[Stored data entries]

################

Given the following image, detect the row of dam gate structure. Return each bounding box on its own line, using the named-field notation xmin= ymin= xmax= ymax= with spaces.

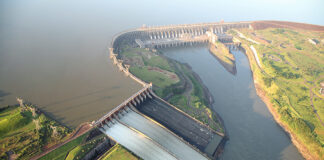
xmin=95 ymin=84 xmax=224 ymax=160
xmin=111 ymin=21 xmax=251 ymax=52
xmin=96 ymin=21 xmax=252 ymax=160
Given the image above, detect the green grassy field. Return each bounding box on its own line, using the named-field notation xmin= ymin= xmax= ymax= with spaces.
xmin=231 ymin=28 xmax=324 ymax=159
xmin=120 ymin=47 xmax=174 ymax=72
xmin=65 ymin=146 xmax=82 ymax=160
xmin=40 ymin=129 xmax=107 ymax=160
xmin=39 ymin=133 xmax=88 ymax=160
xmin=99 ymin=144 xmax=140 ymax=160
xmin=129 ymin=66 xmax=178 ymax=89
xmin=0 ymin=105 xmax=70 ymax=160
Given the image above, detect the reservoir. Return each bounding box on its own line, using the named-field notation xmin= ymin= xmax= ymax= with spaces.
xmin=163 ymin=47 xmax=304 ymax=160
xmin=0 ymin=0 xmax=323 ymax=128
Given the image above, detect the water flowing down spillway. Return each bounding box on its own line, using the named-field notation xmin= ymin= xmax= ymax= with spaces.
xmin=101 ymin=108 xmax=209 ymax=160
xmin=119 ymin=110 xmax=208 ymax=160
xmin=102 ymin=120 xmax=178 ymax=160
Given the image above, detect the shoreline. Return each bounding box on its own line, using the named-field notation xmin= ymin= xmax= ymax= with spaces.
xmin=188 ymin=60 xmax=227 ymax=136
xmin=113 ymin=46 xmax=227 ymax=158
xmin=161 ymin=52 xmax=227 ymax=158
xmin=240 ymin=45 xmax=314 ymax=160
xmin=208 ymin=44 xmax=237 ymax=75
xmin=254 ymin=83 xmax=313 ymax=160
xmin=108 ymin=21 xmax=324 ymax=159
xmin=0 ymin=102 xmax=91 ymax=160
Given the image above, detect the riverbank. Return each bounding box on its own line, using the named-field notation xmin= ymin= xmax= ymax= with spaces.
xmin=166 ymin=58 xmax=225 ymax=134
xmin=208 ymin=42 xmax=237 ymax=75
xmin=238 ymin=28 xmax=323 ymax=159
xmin=117 ymin=45 xmax=225 ymax=133
xmin=255 ymin=83 xmax=314 ymax=160
xmin=31 ymin=122 xmax=92 ymax=160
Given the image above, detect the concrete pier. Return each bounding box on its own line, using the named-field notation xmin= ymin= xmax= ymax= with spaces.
xmin=136 ymin=97 xmax=223 ymax=157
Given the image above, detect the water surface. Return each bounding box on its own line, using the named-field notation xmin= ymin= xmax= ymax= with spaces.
xmin=163 ymin=47 xmax=304 ymax=160
xmin=1 ymin=0 xmax=323 ymax=127
xmin=119 ymin=110 xmax=208 ymax=160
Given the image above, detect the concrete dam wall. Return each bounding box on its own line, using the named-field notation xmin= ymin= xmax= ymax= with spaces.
xmin=97 ymin=88 xmax=223 ymax=159
xmin=97 ymin=88 xmax=212 ymax=159
xmin=96 ymin=21 xmax=252 ymax=160
xmin=112 ymin=21 xmax=250 ymax=51
xmin=136 ymin=97 xmax=224 ymax=157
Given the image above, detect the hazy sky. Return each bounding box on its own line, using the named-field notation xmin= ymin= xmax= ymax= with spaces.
xmin=1 ymin=0 xmax=324 ymax=25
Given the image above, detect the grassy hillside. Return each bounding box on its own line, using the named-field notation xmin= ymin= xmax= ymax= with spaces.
xmin=119 ymin=45 xmax=224 ymax=133
xmin=0 ymin=105 xmax=71 ymax=159
xmin=230 ymin=28 xmax=324 ymax=159
xmin=99 ymin=144 xmax=140 ymax=160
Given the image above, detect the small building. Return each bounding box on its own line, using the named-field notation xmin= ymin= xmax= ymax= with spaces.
xmin=320 ymin=82 xmax=324 ymax=95
xmin=206 ymin=31 xmax=233 ymax=43
xmin=308 ymin=38 xmax=318 ymax=45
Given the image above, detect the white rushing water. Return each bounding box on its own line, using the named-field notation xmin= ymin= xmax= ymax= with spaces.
xmin=119 ymin=110 xmax=208 ymax=160
xmin=102 ymin=121 xmax=178 ymax=160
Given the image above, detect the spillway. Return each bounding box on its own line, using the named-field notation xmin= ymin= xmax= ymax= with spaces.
xmin=137 ymin=97 xmax=223 ymax=154
xmin=101 ymin=120 xmax=178 ymax=160
xmin=119 ymin=109 xmax=208 ymax=160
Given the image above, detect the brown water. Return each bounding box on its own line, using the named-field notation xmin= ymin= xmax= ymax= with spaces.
xmin=0 ymin=0 xmax=143 ymax=127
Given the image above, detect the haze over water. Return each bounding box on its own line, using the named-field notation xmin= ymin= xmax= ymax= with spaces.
xmin=0 ymin=0 xmax=323 ymax=130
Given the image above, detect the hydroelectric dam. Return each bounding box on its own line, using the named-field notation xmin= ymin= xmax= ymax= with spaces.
xmin=95 ymin=21 xmax=251 ymax=160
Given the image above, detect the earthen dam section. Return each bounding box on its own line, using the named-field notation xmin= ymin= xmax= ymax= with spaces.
xmin=96 ymin=21 xmax=252 ymax=160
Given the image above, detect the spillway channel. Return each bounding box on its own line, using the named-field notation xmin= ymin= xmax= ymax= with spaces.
xmin=101 ymin=120 xmax=178 ymax=160
xmin=101 ymin=108 xmax=209 ymax=160
xmin=119 ymin=109 xmax=208 ymax=160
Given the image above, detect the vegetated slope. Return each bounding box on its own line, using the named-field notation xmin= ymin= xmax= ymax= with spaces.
xmin=209 ymin=41 xmax=237 ymax=75
xmin=0 ymin=104 xmax=71 ymax=159
xmin=118 ymin=45 xmax=224 ymax=133
xmin=39 ymin=130 xmax=108 ymax=160
xmin=99 ymin=144 xmax=140 ymax=160
xmin=231 ymin=27 xmax=324 ymax=160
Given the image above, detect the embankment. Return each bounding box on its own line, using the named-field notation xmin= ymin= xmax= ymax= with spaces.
xmin=208 ymin=43 xmax=237 ymax=75
xmin=240 ymin=44 xmax=317 ymax=160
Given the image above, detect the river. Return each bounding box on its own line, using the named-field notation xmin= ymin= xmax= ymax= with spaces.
xmin=163 ymin=47 xmax=304 ymax=160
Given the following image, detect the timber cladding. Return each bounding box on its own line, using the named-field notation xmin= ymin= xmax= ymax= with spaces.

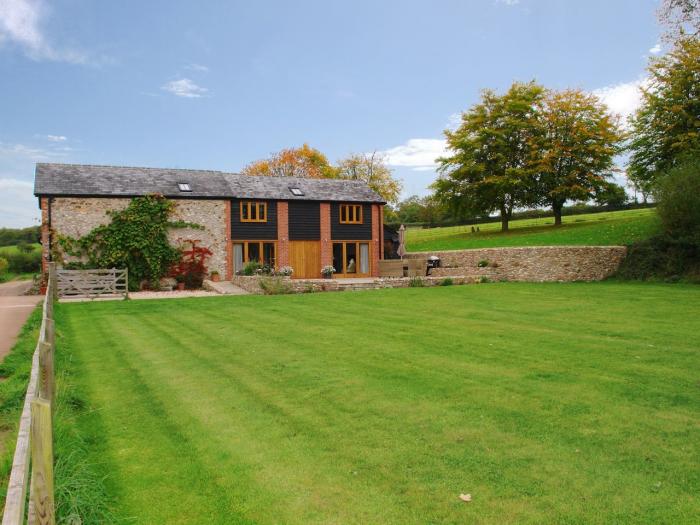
xmin=288 ymin=201 xmax=321 ymax=240
xmin=330 ymin=203 xmax=372 ymax=240
xmin=230 ymin=199 xmax=278 ymax=240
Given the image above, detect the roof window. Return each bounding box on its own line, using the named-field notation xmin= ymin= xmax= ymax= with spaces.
xmin=289 ymin=187 xmax=304 ymax=196
xmin=178 ymin=182 xmax=192 ymax=192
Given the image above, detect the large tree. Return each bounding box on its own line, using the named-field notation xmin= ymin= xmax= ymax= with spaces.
xmin=336 ymin=152 xmax=402 ymax=204
xmin=627 ymin=37 xmax=700 ymax=192
xmin=434 ymin=81 xmax=544 ymax=232
xmin=242 ymin=144 xmax=338 ymax=179
xmin=658 ymin=0 xmax=700 ymax=39
xmin=536 ymin=89 xmax=624 ymax=225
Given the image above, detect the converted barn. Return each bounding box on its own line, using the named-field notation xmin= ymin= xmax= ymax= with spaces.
xmin=34 ymin=163 xmax=386 ymax=279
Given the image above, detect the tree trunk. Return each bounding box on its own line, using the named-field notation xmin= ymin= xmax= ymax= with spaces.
xmin=500 ymin=207 xmax=509 ymax=232
xmin=553 ymin=202 xmax=563 ymax=227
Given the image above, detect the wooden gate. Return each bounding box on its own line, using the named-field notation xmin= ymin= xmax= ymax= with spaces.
xmin=57 ymin=268 xmax=128 ymax=299
xmin=289 ymin=241 xmax=321 ymax=279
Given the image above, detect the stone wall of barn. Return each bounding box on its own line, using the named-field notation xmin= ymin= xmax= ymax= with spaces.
xmin=47 ymin=197 xmax=228 ymax=277
xmin=406 ymin=246 xmax=627 ymax=282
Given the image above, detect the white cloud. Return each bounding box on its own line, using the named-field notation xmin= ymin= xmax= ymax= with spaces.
xmin=496 ymin=0 xmax=520 ymax=5
xmin=0 ymin=142 xmax=66 ymax=161
xmin=593 ymin=77 xmax=649 ymax=126
xmin=46 ymin=134 xmax=66 ymax=142
xmin=161 ymin=78 xmax=209 ymax=98
xmin=649 ymin=42 xmax=662 ymax=54
xmin=0 ymin=178 xmax=39 ymax=227
xmin=379 ymin=138 xmax=449 ymax=171
xmin=0 ymin=0 xmax=90 ymax=64
xmin=185 ymin=63 xmax=209 ymax=72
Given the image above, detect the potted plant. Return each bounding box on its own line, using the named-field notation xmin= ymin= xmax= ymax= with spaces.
xmin=276 ymin=266 xmax=293 ymax=277
xmin=175 ymin=274 xmax=186 ymax=291
xmin=210 ymin=270 xmax=220 ymax=282
xmin=321 ymin=265 xmax=336 ymax=279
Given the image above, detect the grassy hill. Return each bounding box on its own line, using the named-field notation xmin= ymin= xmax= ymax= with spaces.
xmin=407 ymin=208 xmax=659 ymax=252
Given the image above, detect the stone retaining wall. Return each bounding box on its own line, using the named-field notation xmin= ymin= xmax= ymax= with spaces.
xmin=232 ymin=275 xmax=478 ymax=294
xmin=406 ymin=246 xmax=626 ymax=282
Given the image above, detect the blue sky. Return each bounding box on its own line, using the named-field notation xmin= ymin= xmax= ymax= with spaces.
xmin=1 ymin=0 xmax=662 ymax=227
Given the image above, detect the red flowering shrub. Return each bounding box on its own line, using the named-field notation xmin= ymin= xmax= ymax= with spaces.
xmin=170 ymin=239 xmax=213 ymax=289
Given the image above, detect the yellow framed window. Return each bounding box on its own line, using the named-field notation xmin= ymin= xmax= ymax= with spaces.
xmin=240 ymin=201 xmax=267 ymax=223
xmin=340 ymin=204 xmax=363 ymax=224
xmin=232 ymin=241 xmax=277 ymax=273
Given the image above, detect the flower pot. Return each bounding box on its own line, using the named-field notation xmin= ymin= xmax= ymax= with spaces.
xmin=323 ymin=274 xmax=333 ymax=279
xmin=177 ymin=282 xmax=185 ymax=291
xmin=211 ymin=274 xmax=220 ymax=282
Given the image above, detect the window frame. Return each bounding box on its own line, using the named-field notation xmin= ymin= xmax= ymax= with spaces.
xmin=339 ymin=204 xmax=363 ymax=225
xmin=331 ymin=240 xmax=371 ymax=277
xmin=240 ymin=201 xmax=268 ymax=223
xmin=232 ymin=240 xmax=277 ymax=272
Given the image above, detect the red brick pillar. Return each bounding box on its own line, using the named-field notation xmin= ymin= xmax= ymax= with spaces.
xmin=379 ymin=204 xmax=384 ymax=260
xmin=371 ymin=204 xmax=381 ymax=277
xmin=225 ymin=201 xmax=233 ymax=280
xmin=277 ymin=201 xmax=290 ymax=268
xmin=40 ymin=197 xmax=50 ymax=276
xmin=320 ymin=202 xmax=332 ymax=268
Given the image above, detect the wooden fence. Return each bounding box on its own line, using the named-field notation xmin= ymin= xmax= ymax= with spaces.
xmin=2 ymin=263 xmax=58 ymax=525
xmin=57 ymin=268 xmax=128 ymax=299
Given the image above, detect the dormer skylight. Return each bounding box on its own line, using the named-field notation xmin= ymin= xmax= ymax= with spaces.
xmin=178 ymin=182 xmax=192 ymax=192
xmin=289 ymin=187 xmax=304 ymax=196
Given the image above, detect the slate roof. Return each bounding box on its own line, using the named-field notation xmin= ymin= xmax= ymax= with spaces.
xmin=34 ymin=163 xmax=385 ymax=203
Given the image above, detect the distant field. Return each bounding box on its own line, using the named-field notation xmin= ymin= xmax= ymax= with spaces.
xmin=407 ymin=208 xmax=659 ymax=252
xmin=0 ymin=244 xmax=41 ymax=283
xmin=0 ymin=243 xmax=41 ymax=257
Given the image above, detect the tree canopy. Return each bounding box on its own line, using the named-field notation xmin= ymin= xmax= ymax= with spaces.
xmin=536 ymin=89 xmax=624 ymax=225
xmin=434 ymin=81 xmax=545 ymax=231
xmin=242 ymin=145 xmax=403 ymax=204
xmin=241 ymin=144 xmax=337 ymax=179
xmin=627 ymin=37 xmax=700 ymax=193
xmin=336 ymin=152 xmax=402 ymax=204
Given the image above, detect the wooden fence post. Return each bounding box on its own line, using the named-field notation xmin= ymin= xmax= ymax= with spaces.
xmin=29 ymin=399 xmax=55 ymax=525
xmin=38 ymin=343 xmax=54 ymax=405
xmin=48 ymin=263 xmax=57 ymax=302
xmin=44 ymin=318 xmax=55 ymax=348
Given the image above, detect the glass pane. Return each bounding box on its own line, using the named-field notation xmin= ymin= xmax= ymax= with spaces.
xmin=250 ymin=203 xmax=257 ymax=221
xmin=241 ymin=203 xmax=248 ymax=220
xmin=233 ymin=243 xmax=244 ymax=273
xmin=248 ymin=242 xmax=261 ymax=263
xmin=341 ymin=206 xmax=347 ymax=223
xmin=263 ymin=243 xmax=275 ymax=266
xmin=360 ymin=243 xmax=369 ymax=274
xmin=333 ymin=243 xmax=343 ymax=274
xmin=345 ymin=242 xmax=357 ymax=274
xmin=258 ymin=203 xmax=266 ymax=221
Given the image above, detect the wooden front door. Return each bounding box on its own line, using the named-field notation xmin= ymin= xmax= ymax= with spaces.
xmin=289 ymin=241 xmax=321 ymax=279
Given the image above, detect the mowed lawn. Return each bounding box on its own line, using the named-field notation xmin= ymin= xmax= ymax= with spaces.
xmin=55 ymin=283 xmax=699 ymax=524
xmin=407 ymin=208 xmax=659 ymax=252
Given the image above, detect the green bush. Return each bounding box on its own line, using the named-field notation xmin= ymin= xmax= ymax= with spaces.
xmin=242 ymin=261 xmax=262 ymax=276
xmin=477 ymin=259 xmax=489 ymax=268
xmin=617 ymin=154 xmax=700 ymax=282
xmin=0 ymin=257 xmax=7 ymax=274
xmin=655 ymin=154 xmax=700 ymax=245
xmin=408 ymin=276 xmax=425 ymax=287
xmin=616 ymin=236 xmax=699 ymax=282
xmin=439 ymin=277 xmax=453 ymax=286
xmin=6 ymin=250 xmax=41 ymax=273
xmin=16 ymin=241 xmax=35 ymax=253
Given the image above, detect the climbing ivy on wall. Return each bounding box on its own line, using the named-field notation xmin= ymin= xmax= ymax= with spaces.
xmin=58 ymin=195 xmax=202 ymax=289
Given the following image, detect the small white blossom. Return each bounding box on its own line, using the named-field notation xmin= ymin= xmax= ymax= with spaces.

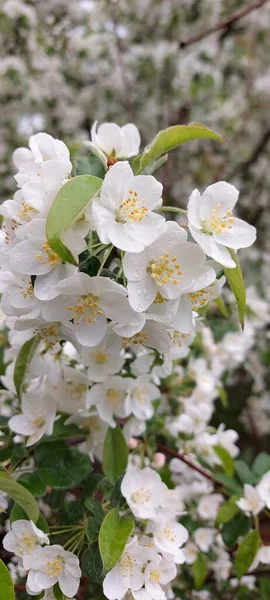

################

▶ Instructions for the task
Reproduce exactly and only the lines from the "Given the image above, detect the climbing" line to the last line of the records above. Do not carry over any pictures.

▶ Reply
Given the image above, detect the climbing ivy on wall. Return each bounding box on its own line, using the named-field notation xmin= ymin= xmax= ymax= with spaces.
xmin=58 ymin=195 xmax=202 ymax=289
Given the following image, detect the small white blossom. Return each bounding box on its own line, using the named-field notation xmin= ymin= xmax= ymax= with spaces.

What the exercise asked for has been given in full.